Convert the stretch from the start of the entries through the line that contains "top-left (15, 219), bottom-right (43, 253)" into a JSON array of strings, one string per line, with blank lines left out.

***** Given entries *****

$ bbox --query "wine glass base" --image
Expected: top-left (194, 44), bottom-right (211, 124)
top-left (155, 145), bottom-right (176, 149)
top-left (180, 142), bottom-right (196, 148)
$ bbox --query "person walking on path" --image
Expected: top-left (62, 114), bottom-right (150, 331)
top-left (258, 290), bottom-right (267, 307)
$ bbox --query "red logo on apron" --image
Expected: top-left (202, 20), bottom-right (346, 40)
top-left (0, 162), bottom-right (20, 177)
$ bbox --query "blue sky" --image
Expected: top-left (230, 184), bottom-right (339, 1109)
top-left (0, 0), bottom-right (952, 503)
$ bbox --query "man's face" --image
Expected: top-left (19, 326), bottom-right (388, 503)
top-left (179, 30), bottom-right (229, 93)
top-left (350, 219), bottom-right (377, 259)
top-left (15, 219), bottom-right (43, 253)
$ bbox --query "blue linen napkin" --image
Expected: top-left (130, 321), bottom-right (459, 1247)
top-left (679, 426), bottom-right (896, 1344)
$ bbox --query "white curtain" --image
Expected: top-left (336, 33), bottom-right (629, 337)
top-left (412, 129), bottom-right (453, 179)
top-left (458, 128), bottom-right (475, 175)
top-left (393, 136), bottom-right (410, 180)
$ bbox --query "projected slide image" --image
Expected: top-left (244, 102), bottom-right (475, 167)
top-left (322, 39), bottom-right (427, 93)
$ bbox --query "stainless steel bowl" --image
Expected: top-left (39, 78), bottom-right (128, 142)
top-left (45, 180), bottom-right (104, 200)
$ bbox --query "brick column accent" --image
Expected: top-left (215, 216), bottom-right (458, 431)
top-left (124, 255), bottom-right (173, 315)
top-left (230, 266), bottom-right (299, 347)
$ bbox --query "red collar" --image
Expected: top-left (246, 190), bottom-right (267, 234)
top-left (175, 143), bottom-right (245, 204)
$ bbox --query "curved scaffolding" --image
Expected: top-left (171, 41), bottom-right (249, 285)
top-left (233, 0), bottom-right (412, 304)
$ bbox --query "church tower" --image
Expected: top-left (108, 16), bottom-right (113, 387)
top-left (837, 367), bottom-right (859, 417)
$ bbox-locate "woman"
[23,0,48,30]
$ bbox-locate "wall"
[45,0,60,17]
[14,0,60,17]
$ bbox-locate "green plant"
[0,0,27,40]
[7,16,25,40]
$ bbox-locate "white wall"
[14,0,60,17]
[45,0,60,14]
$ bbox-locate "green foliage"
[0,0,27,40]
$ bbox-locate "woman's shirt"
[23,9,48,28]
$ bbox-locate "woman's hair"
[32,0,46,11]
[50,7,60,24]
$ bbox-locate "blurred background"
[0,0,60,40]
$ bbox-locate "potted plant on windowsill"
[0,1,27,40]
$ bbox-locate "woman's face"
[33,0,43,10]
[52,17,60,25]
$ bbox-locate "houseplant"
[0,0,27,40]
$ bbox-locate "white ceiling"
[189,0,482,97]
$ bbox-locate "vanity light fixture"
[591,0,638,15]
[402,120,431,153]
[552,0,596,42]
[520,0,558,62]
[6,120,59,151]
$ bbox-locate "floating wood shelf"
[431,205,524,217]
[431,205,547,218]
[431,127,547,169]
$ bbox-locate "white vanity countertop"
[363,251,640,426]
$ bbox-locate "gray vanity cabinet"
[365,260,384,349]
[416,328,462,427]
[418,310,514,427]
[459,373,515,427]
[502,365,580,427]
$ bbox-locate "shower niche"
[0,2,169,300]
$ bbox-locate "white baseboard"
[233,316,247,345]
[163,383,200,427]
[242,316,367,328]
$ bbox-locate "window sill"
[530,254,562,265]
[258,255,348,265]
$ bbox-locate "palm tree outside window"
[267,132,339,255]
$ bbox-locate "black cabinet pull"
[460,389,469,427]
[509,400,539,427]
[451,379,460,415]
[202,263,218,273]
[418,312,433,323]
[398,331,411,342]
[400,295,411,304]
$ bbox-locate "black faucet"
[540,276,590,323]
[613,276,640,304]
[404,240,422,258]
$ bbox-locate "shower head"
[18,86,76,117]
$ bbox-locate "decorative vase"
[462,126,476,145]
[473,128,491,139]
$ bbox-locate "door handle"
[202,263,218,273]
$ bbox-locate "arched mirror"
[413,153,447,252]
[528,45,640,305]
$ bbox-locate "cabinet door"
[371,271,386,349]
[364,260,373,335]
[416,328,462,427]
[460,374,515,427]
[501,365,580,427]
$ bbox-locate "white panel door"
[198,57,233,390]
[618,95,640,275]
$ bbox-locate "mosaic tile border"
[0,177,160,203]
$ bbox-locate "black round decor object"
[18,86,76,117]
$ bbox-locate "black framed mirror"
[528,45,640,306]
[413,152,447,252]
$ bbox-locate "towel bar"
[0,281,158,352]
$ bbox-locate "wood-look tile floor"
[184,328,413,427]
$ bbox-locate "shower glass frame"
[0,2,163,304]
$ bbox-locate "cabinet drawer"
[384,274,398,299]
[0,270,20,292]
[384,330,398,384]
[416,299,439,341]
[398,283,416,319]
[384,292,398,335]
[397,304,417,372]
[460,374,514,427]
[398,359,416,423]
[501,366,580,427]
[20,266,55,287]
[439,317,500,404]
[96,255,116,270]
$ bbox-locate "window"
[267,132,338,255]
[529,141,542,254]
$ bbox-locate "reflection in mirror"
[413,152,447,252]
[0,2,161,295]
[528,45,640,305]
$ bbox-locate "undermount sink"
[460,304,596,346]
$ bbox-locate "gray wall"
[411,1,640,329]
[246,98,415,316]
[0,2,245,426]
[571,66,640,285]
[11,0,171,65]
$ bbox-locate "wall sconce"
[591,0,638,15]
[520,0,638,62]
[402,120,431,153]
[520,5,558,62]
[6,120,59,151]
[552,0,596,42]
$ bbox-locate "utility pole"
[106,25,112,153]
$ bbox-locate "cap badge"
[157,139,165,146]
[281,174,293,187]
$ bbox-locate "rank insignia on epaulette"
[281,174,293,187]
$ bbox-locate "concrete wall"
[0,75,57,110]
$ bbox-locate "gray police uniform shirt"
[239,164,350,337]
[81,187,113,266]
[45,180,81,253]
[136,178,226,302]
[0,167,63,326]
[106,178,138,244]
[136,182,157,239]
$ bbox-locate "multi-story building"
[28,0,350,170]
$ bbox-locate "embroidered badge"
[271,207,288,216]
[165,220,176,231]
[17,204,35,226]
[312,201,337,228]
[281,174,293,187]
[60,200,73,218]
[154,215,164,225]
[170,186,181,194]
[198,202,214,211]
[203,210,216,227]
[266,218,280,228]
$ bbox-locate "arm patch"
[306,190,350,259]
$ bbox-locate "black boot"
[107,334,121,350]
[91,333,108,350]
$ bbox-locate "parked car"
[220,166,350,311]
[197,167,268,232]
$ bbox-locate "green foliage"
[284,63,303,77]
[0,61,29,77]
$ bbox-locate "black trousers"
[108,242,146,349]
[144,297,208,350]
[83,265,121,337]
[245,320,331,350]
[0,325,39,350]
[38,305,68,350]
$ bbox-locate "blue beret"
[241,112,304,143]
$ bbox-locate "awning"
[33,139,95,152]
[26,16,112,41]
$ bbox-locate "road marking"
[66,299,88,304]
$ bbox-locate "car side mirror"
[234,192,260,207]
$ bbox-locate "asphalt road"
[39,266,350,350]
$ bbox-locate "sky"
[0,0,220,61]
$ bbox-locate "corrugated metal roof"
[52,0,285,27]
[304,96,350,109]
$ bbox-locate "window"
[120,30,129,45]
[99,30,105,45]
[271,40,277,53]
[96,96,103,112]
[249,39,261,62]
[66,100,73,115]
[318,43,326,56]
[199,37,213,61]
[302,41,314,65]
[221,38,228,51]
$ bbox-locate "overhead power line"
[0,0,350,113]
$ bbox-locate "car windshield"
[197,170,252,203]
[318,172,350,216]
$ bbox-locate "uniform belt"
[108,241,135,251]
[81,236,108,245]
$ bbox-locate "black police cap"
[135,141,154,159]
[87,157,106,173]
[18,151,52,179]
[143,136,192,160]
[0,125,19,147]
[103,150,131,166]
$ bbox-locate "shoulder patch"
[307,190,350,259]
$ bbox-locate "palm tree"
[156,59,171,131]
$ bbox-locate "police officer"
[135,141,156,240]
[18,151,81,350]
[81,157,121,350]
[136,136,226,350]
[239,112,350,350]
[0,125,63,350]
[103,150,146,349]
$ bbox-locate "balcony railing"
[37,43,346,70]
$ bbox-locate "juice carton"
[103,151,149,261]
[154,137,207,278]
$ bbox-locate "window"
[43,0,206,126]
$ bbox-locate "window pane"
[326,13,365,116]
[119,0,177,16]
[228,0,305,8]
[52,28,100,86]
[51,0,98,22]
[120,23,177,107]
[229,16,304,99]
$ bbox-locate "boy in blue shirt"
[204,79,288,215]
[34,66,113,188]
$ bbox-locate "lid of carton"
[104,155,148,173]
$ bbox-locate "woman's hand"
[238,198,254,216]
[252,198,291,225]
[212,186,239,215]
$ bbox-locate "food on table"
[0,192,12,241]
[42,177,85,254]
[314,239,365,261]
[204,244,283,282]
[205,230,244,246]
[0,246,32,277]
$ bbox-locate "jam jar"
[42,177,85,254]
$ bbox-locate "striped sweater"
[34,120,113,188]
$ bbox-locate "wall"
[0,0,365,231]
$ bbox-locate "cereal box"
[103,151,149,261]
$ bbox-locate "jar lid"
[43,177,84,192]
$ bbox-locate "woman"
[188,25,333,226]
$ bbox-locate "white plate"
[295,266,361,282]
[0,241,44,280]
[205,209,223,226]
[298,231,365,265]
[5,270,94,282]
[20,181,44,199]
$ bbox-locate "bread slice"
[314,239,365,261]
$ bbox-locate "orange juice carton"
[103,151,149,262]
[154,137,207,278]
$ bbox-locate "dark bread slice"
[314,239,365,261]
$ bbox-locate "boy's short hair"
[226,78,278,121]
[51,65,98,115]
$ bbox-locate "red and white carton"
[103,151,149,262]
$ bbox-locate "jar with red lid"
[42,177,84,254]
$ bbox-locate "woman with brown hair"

*****

▶ _Answer in full_
[
  "$ bbox --query \"wine glass base\" --image",
  "Expected: top-left (194, 44), bottom-right (211, 124)",
  "top-left (155, 145), bottom-right (176, 149)",
  "top-left (180, 142), bottom-right (196, 148)",
  "$ bbox --query \"person walking on path\" --image",
  "Expected: top-left (62, 114), bottom-right (150, 331)",
  "top-left (258, 290), bottom-right (267, 307)",
  "$ bbox --query \"red logo on apron\" --image",
  "Expected: top-left (202, 20), bottom-right (346, 40)",
  "top-left (0, 162), bottom-right (20, 177)",
  "$ bbox --query \"blue sky\" --image",
  "Expected: top-left (230, 184), bottom-right (339, 1109)",
  "top-left (0, 0), bottom-right (952, 503)",
  "$ bbox --query \"man's face\" --image",
  "Expected: top-left (19, 326), bottom-right (388, 503)",
  "top-left (179, 30), bottom-right (229, 93)",
  "top-left (350, 219), bottom-right (377, 259)",
  "top-left (15, 219), bottom-right (43, 253)"
]